TEXT

*****

Heaps of mercury-contaminated tailings are today scattered across Sudan. Nobody knows how much mercury they contain. But one study in 2021, on a 40-mile stretch between the towns of Atbara and El-Ebeidiya in northern Sudan, identified some 700 heaps. Salih Ali Salih, a geologist at the Al Neelain University in Khartoum, working with the Sudanese Environment Conservation Society and others, estimated the total amount of these tailings at around 450,000 tons.
On a field visit to El-Ebeidiya in 2022, Abdelrahman estimated that the town’s miners used around 5.6 tons of mercury a day, of which 12 percent, or some 1,500 pounds, washed from tailings into the wider environment every day.
Most of the piles surveyed by Salih’s team were within around 150 feet of homes. A fifth of the drinking water they tested contained high levels of mercury, as did more than a quarter of urine samples and 7 percent of blood, mostly taken from young children. Locals in areas with the most mercury-bearing waste reported increased rates of miscarriages and a range of diseases including paralysis and blindness.

*****

DATASET EXTRACT
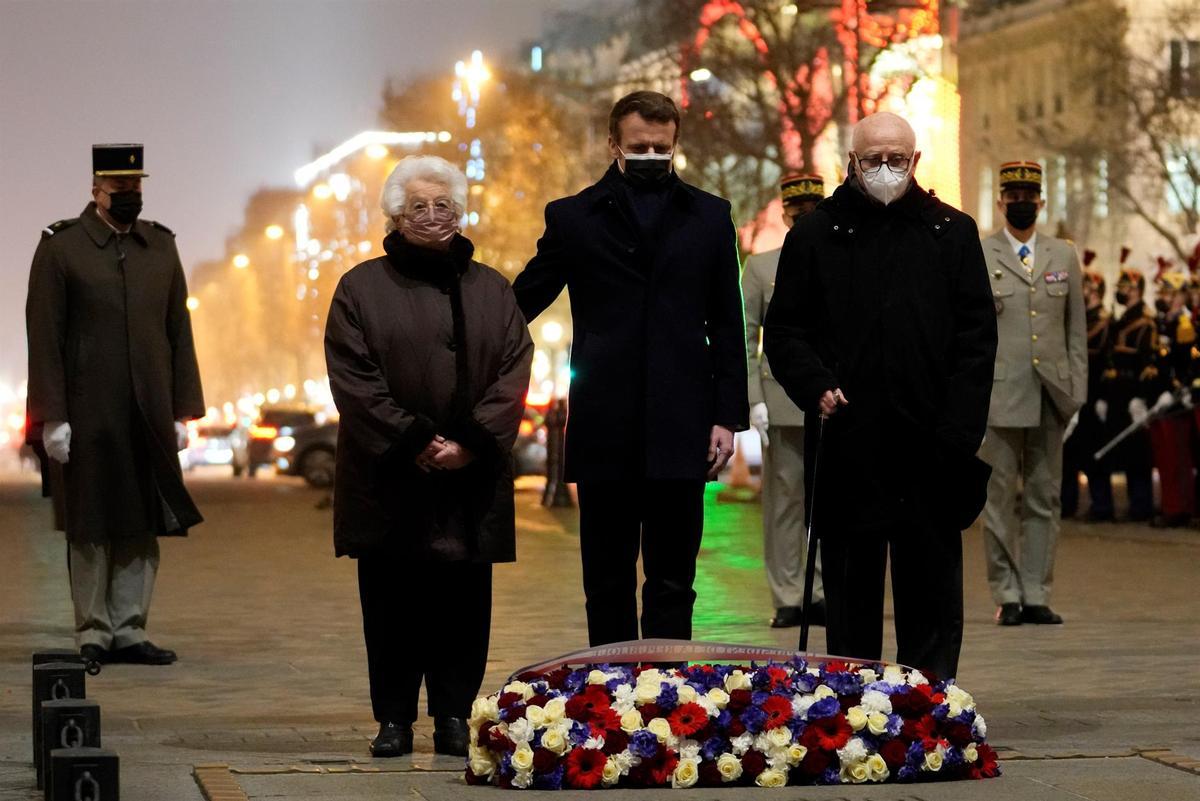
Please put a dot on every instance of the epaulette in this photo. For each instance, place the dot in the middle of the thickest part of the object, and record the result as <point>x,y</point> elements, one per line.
<point>54,228</point>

*****

BRIEF 1
Using the text on mercury waste in Sudan, answer:
(a) How many heaps did the 2021 study identify between Atbara and El-Ebeidiya?
(b) How much mercury a day did Abdelrahman estimate El-Ebeidiya's miners used?
(c) What share of the drinking water tested by Salih's team had high levels of mercury?
BRIEF 2
Carry on the text about mercury-contaminated mining waste in Sudan from where it stops.

TASK OUTPUT 1
(a) Some 700 heaps.
(b) Around 5.6 tons a day.
(c) A fifth.

TASK OUTPUT 2
Increasingly, artisanal miners recognize that these tailings still contain some gold, which is worth extracting. This can be done by washing them in a solution of sodium cyanide and then burning off the residual mercury. This cyanidation was until recently largely confined to industrial mining enterprises. But its adoption by artisanal miners is “fueling a dramatic expansion” in their activities, according to Boris Verbrugge of KU Leuven in Belgium.
It also escalates the hazards. In Sudan, miners sometimes take tailings home to treat with cyanide. In the Darmali area of River Nile State, Koji Arizono of Kumamoto University in Japan, reported last year finding tailings “stockpiled on farms and even within residential properties, subjecting the local population to direct exposure.”
Meanwhile, an increasingly erratic climate is compounding the dangers for mining communities. Last August, widespread flash floods across northern Sudan inundated hundreds of villages, submerging gold mines and washing toxic chemicals into drinking water and irrigation sources. “It was a huge disaster,” says Nisreen Elsaim, a leading Sudanese climate activist who is now a fellow at the Robert Bosch Academy, a policy think tank in Berlin.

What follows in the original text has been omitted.